::: Extracted data :::

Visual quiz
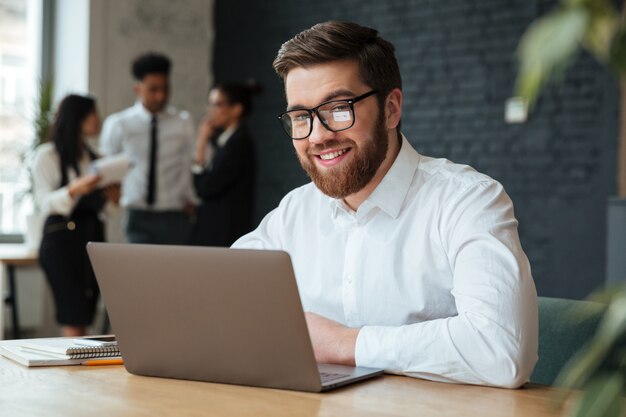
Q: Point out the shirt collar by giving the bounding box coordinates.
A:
[329,135,419,219]
[133,100,172,121]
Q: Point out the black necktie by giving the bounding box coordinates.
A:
[146,116,157,206]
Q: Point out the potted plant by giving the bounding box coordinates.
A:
[516,0,626,416]
[24,78,54,250]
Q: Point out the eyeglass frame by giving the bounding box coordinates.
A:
[277,90,379,140]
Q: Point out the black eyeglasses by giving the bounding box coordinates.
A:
[278,90,378,140]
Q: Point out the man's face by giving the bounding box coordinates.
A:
[135,74,170,113]
[285,61,389,198]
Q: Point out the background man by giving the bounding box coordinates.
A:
[100,53,197,244]
[233,22,538,387]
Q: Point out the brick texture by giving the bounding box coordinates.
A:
[214,0,618,298]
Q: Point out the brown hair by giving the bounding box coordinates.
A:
[274,21,402,103]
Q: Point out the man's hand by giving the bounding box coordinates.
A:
[305,313,359,366]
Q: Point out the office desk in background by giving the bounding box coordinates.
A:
[0,244,38,340]
[0,357,560,417]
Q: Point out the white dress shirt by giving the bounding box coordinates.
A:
[233,138,538,387]
[100,101,199,211]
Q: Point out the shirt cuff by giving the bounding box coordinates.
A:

:::

Problem to work on -> Reproduce every line of the items above, requests included, increasing each bounding box coordinate in the answers by 122. Omit the pictures.

Reply to the exercise ->
Visual quiz
Q: Point out the shirt collar by giving the bounding box coordinates.
A:
[451,257,541,341]
[255,222,294,243]
Q: Point out the black necktie by giving the bounding box coordinates.
A:
[268,238,279,328]
Q: Point out the potted plant by giving the bounding box coordinates.
A:
[638,122,748,538]
[146,200,176,372]
Q: Point out the eyeglass frame by giving the bounding box coordinates.
A:
[399,212,501,262]
Q: Point out the black eyeglasses by giving the bounding box coordinates.
A:
[400,212,500,262]
Q: Point out the man's face by giving the bounding box coordinates.
A:
[257,196,292,235]
[407,183,511,320]
Q: Point out the background man by giving the bounding box coordinates.
A:
[222,175,319,366]
[355,144,660,509]
Q: Point out the brick texture by giving the bounding box coordinates.
A:
[336,122,740,420]
Q: Point out the brown hair by giving the bounding box coordinates.
A:
[396,143,524,225]
Q: Point out the man's hand by giving the bounding box coordinates.
A:
[427,435,481,488]
Q: Point out the office desk in background by giving the bounding box coordinates.
A:
[122,366,160,462]
[122,479,682,539]
Q: Point out the white dress shirt by giving the bounding box coordinates.
A:
[355,260,660,509]
[222,223,321,333]
Q: Point out the shirt cuff by giving the bounding box coordinates.
A:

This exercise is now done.